Goal — Reproduce every item below word for word, but omit the pictures from your copy.

--- start of Entries ---

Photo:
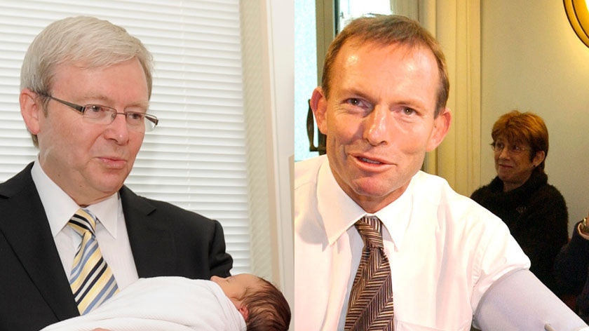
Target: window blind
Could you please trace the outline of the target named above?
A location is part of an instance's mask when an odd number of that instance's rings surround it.
[[[125,27],[154,55],[149,112],[160,123],[145,135],[126,184],[219,220],[232,273],[250,272],[238,0],[3,1],[0,182],[37,154],[19,112],[25,53],[48,24],[78,15]]]

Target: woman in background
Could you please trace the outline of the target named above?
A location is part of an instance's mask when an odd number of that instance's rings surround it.
[[[553,266],[569,238],[568,212],[544,173],[546,126],[535,114],[513,111],[495,122],[491,137],[497,176],[470,198],[503,219],[529,257],[530,271],[557,292]]]

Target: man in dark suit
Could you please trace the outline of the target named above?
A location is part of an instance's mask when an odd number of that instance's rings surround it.
[[[218,222],[123,185],[157,124],[147,113],[151,69],[141,41],[93,18],[57,21],[29,48],[20,101],[39,154],[0,184],[0,330],[79,315],[69,278],[82,238],[68,222],[80,208],[97,219],[119,289],[143,277],[229,275]]]

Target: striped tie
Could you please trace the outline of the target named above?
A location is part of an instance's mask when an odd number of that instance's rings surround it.
[[[393,288],[382,245],[382,224],[376,216],[365,216],[355,225],[364,249],[350,293],[345,330],[392,331]]]
[[[119,288],[112,271],[102,258],[94,235],[96,228],[94,215],[87,210],[79,209],[68,225],[82,236],[82,242],[74,257],[69,285],[78,310],[83,315],[116,293]]]

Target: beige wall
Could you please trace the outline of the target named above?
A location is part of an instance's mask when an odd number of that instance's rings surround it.
[[[560,0],[482,0],[481,182],[495,175],[491,128],[512,109],[548,127],[548,182],[564,196],[569,229],[589,211],[589,48]]]

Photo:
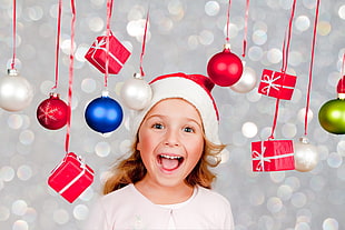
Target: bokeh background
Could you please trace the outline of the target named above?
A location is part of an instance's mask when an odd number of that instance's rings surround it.
[[[144,70],[146,79],[171,72],[206,74],[208,59],[225,43],[227,0],[119,0],[114,1],[111,30],[132,51],[124,69],[109,77],[110,97],[119,99],[124,81],[139,70],[141,38],[150,2],[150,24]],[[55,83],[55,46],[58,1],[17,1],[17,68],[34,88],[30,107],[20,112],[0,110],[0,229],[81,229],[101,179],[130,143],[128,114],[110,134],[86,124],[83,111],[103,90],[103,76],[83,54],[106,28],[106,0],[77,1],[76,61],[70,151],[96,171],[93,184],[72,204],[47,186],[50,171],[65,156],[66,128],[51,131],[36,119],[38,104]],[[316,0],[298,0],[293,23],[288,72],[297,76],[290,101],[282,101],[275,137],[298,141],[304,133],[304,108],[310,62]],[[292,0],[252,0],[248,49],[243,59],[259,79],[264,68],[279,70],[282,43]],[[70,1],[63,1],[58,92],[66,101],[70,48]],[[230,43],[240,56],[245,0],[233,1]],[[233,206],[236,230],[345,229],[345,139],[322,129],[321,106],[336,98],[345,51],[345,1],[321,2],[315,50],[308,138],[319,162],[310,172],[252,172],[250,142],[270,133],[275,99],[215,87],[220,111],[220,137],[228,143],[217,169],[215,189]],[[12,1],[0,0],[0,72],[6,76],[12,57]]]

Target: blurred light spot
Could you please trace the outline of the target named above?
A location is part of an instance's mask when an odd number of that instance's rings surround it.
[[[282,134],[284,138],[292,139],[297,133],[297,127],[295,123],[284,123],[282,127]]]
[[[92,17],[89,19],[88,26],[91,31],[100,32],[105,27],[105,21],[99,17]]]
[[[277,213],[282,210],[282,208],[283,208],[283,202],[279,198],[272,197],[268,199],[268,201],[267,201],[268,211],[270,211],[273,213]]]
[[[321,36],[328,36],[332,30],[332,26],[328,21],[319,21],[317,24],[317,33]]]
[[[277,190],[277,197],[282,200],[289,200],[293,194],[293,190],[289,186],[283,184]]]
[[[33,142],[33,140],[34,140],[34,133],[31,130],[23,130],[19,134],[19,141],[22,144],[29,146]]]
[[[273,48],[267,51],[267,60],[270,63],[279,63],[282,61],[282,51],[279,49]]]
[[[77,220],[86,220],[89,213],[89,208],[85,204],[78,204],[73,209],[73,216]]]
[[[32,169],[27,164],[22,164],[17,170],[17,177],[20,180],[29,180],[32,177]]]
[[[23,216],[27,212],[28,204],[23,200],[16,200],[12,203],[12,213],[17,216]]]
[[[11,129],[20,129],[23,124],[23,119],[20,114],[11,114],[8,118],[8,124]]]
[[[255,30],[252,39],[255,44],[262,46],[267,41],[267,33],[263,30]]]
[[[310,230],[310,227],[306,222],[298,222],[294,230]]]
[[[95,147],[95,151],[97,156],[105,158],[110,153],[110,146],[105,141],[98,142]]]
[[[338,16],[341,17],[341,19],[345,20],[345,4],[339,7]]]
[[[28,230],[28,229],[29,224],[24,220],[17,220],[12,227],[12,230]]]
[[[217,16],[220,10],[217,1],[208,1],[205,4],[205,12],[207,16]]]
[[[52,219],[58,224],[65,224],[69,221],[69,213],[65,209],[53,211]]]
[[[332,152],[327,158],[327,163],[331,168],[338,168],[343,163],[343,158],[337,152]]]
[[[210,44],[214,42],[214,33],[208,30],[203,30],[199,36],[199,41],[201,44]]]
[[[0,169],[0,179],[9,182],[14,178],[14,169],[8,166],[4,166]]]
[[[302,208],[306,204],[307,198],[303,192],[296,192],[292,197],[292,203],[296,208]]]
[[[339,223],[336,219],[327,218],[323,222],[323,230],[338,230]]]
[[[297,17],[297,19],[295,20],[295,27],[302,32],[306,31],[310,27],[309,18],[306,16]]]
[[[253,61],[259,61],[263,58],[264,51],[260,47],[250,47],[248,50],[248,57]]]
[[[298,121],[299,121],[299,122],[305,123],[305,108],[298,110],[297,118],[298,118]],[[313,118],[314,118],[314,113],[313,113],[313,111],[309,109],[309,110],[308,110],[307,122],[309,123],[309,122],[313,120]]]
[[[10,210],[6,206],[0,206],[0,221],[6,221],[10,217]]]
[[[86,93],[95,92],[96,90],[96,80],[92,78],[85,78],[81,81],[81,90]]]
[[[241,126],[241,133],[246,137],[246,138],[254,138],[257,134],[257,126],[250,121],[245,122]]]

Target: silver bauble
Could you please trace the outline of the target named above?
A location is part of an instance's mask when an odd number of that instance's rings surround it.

--- end of Entries ---

Exercise response —
Photo:
Target: window blind
Could you please trace the outline of the target named above?
A location is part of an instance's mask when an odd number of that instance's rings surround it.
[[[125,27],[154,55],[149,112],[160,123],[145,135],[126,184],[219,220],[232,273],[250,272],[238,0],[3,1],[0,182],[37,154],[19,112],[25,53],[48,24],[78,15]]]

Target: woman in background
Could you please trace the outline of the target named above?
A location is part of an instance's mask when an odd number of that instance's rings surround it.
[[[553,266],[569,238],[568,212],[544,173],[546,126],[535,114],[513,111],[495,122],[491,137],[497,176],[470,198],[503,219],[529,257],[530,271],[557,292]]]

Target: man in dark suit
Could you please trace the outline of the target named above?
A location is part of an instance's mask when an odd number of that instance's rings surround it.
[[[218,222],[123,185],[157,124],[147,113],[151,69],[141,41],[93,18],[57,21],[29,48],[20,101],[39,154],[0,184],[0,330],[79,315],[69,278],[82,238],[68,222],[80,208],[97,219],[119,289],[143,277],[229,275]]]

Target: striped tie
Could you please trace the outline of the target named above?
A location is part of an instance's mask when an odd number of that instance's rings surround it.
[[[393,288],[382,245],[382,224],[376,216],[365,216],[355,225],[364,249],[350,293],[345,330],[392,331]]]
[[[119,288],[112,271],[102,258],[94,235],[96,228],[94,215],[87,210],[79,209],[68,225],[82,236],[82,242],[74,257],[69,285],[78,310],[83,315],[116,293]]]

Target: beige wall
Could you please trace the outline of the target named above?
A location is part of an instance's mask when an odd number of that instance's rings surround it.
[[[560,0],[482,0],[481,182],[495,175],[491,128],[512,109],[548,127],[548,182],[564,196],[569,229],[589,211],[589,48]]]

Photo:
Target: bokeh background
Could you please trace the outline of the target named above?
A location is part of an instance's mask when an odd number of that instance's rings surround it.
[[[144,70],[146,79],[171,72],[206,74],[208,59],[225,43],[227,0],[119,0],[114,1],[111,30],[132,51],[124,69],[109,77],[110,97],[119,99],[124,81],[139,70],[141,38],[150,2],[150,24]],[[55,83],[55,46],[58,1],[17,1],[17,68],[34,88],[30,107],[20,112],[0,110],[0,229],[81,229],[101,179],[130,143],[128,114],[110,134],[86,124],[83,111],[103,90],[103,76],[83,54],[106,28],[106,0],[77,1],[76,61],[70,151],[96,171],[93,184],[72,204],[47,186],[50,171],[65,156],[66,128],[51,131],[36,119],[38,104]],[[316,0],[298,0],[293,23],[288,72],[297,76],[290,101],[282,101],[275,137],[298,141],[304,133],[304,108],[310,62]],[[292,0],[252,0],[248,49],[243,59],[259,79],[264,68],[279,70],[282,43]],[[70,1],[63,1],[58,92],[66,101],[70,48]],[[230,43],[240,56],[245,0],[233,1]],[[233,206],[236,230],[345,229],[345,139],[322,129],[321,106],[336,98],[345,51],[345,1],[321,2],[315,50],[308,138],[319,162],[310,172],[252,172],[250,142],[270,133],[275,99],[215,87],[220,111],[220,137],[228,143],[217,169],[215,189]],[[12,1],[0,0],[0,72],[6,76],[12,57]]]

Target: blurred light spot
Could you please trace the outline of the target named above?
A location is part of an instance's mask when an odd number of that instance's rings surround it.
[[[282,134],[284,138],[292,139],[297,133],[297,127],[295,123],[284,123],[282,127]]]
[[[92,17],[89,19],[88,26],[91,31],[100,32],[105,27],[105,21],[99,17]]]
[[[277,213],[282,210],[282,208],[283,208],[283,202],[279,198],[272,197],[268,199],[268,201],[267,201],[268,211],[270,211],[273,213]]]
[[[321,36],[328,36],[332,30],[332,26],[328,21],[319,21],[317,24],[317,33]]]
[[[277,190],[277,197],[282,200],[289,200],[293,194],[293,190],[289,186],[283,184]]]
[[[33,142],[33,140],[34,140],[34,133],[31,130],[23,130],[19,134],[19,141],[22,144],[29,146]]]
[[[273,48],[267,51],[267,60],[270,63],[279,63],[282,61],[282,51],[279,49]]]
[[[77,220],[86,220],[89,213],[89,208],[85,204],[78,204],[73,209],[73,216]]]
[[[32,169],[27,164],[22,164],[17,170],[17,177],[20,180],[29,180],[32,177]]]
[[[23,216],[27,212],[28,204],[23,200],[16,200],[12,203],[12,213],[17,216]]]
[[[11,129],[20,129],[23,124],[23,119],[20,114],[11,114],[8,118],[8,124]]]
[[[255,30],[252,39],[255,44],[262,46],[267,41],[267,33],[263,30]]]
[[[310,230],[310,227],[306,222],[298,222],[294,230]]]
[[[95,147],[95,151],[97,156],[105,158],[110,153],[110,146],[105,141],[98,142]]]
[[[338,16],[341,17],[341,19],[345,20],[345,4],[339,7]]]
[[[28,230],[28,229],[29,224],[24,220],[17,220],[12,227],[12,230]]]
[[[217,16],[220,10],[217,1],[208,1],[205,4],[205,12],[207,16]]]
[[[52,219],[58,224],[65,224],[69,221],[69,213],[65,209],[53,211]]]
[[[332,152],[327,158],[327,163],[331,168],[338,168],[343,163],[343,158],[337,152]]]
[[[210,44],[214,42],[214,33],[208,30],[203,30],[199,36],[199,41],[201,44]]]
[[[0,169],[0,179],[9,182],[14,178],[14,169],[8,166],[4,166]]]
[[[302,208],[306,204],[307,198],[303,192],[296,192],[292,197],[292,203],[296,208]]]
[[[339,223],[336,219],[327,218],[323,222],[323,230],[338,230]]]
[[[297,17],[297,19],[295,20],[295,27],[302,32],[306,31],[310,27],[309,18],[306,16]]]
[[[253,61],[259,61],[263,58],[264,51],[260,47],[250,47],[248,50],[248,57]]]
[[[298,121],[299,121],[299,122],[305,123],[305,108],[298,110],[297,118],[298,118]],[[313,118],[314,118],[314,113],[313,113],[313,111],[309,109],[309,110],[308,110],[307,122],[309,123],[309,122],[313,120]]]
[[[10,210],[6,206],[0,206],[0,221],[6,221],[10,217]]]
[[[86,93],[95,92],[96,90],[96,80],[92,78],[85,78],[81,81],[81,90]]]
[[[241,126],[241,133],[246,137],[246,138],[254,138],[257,134],[257,126],[250,121],[245,122]]]

Target: silver bauble
Could you please trace the outline of the target named above?
A location is part of an instance's mask when an odd number of that instance's rings surround it.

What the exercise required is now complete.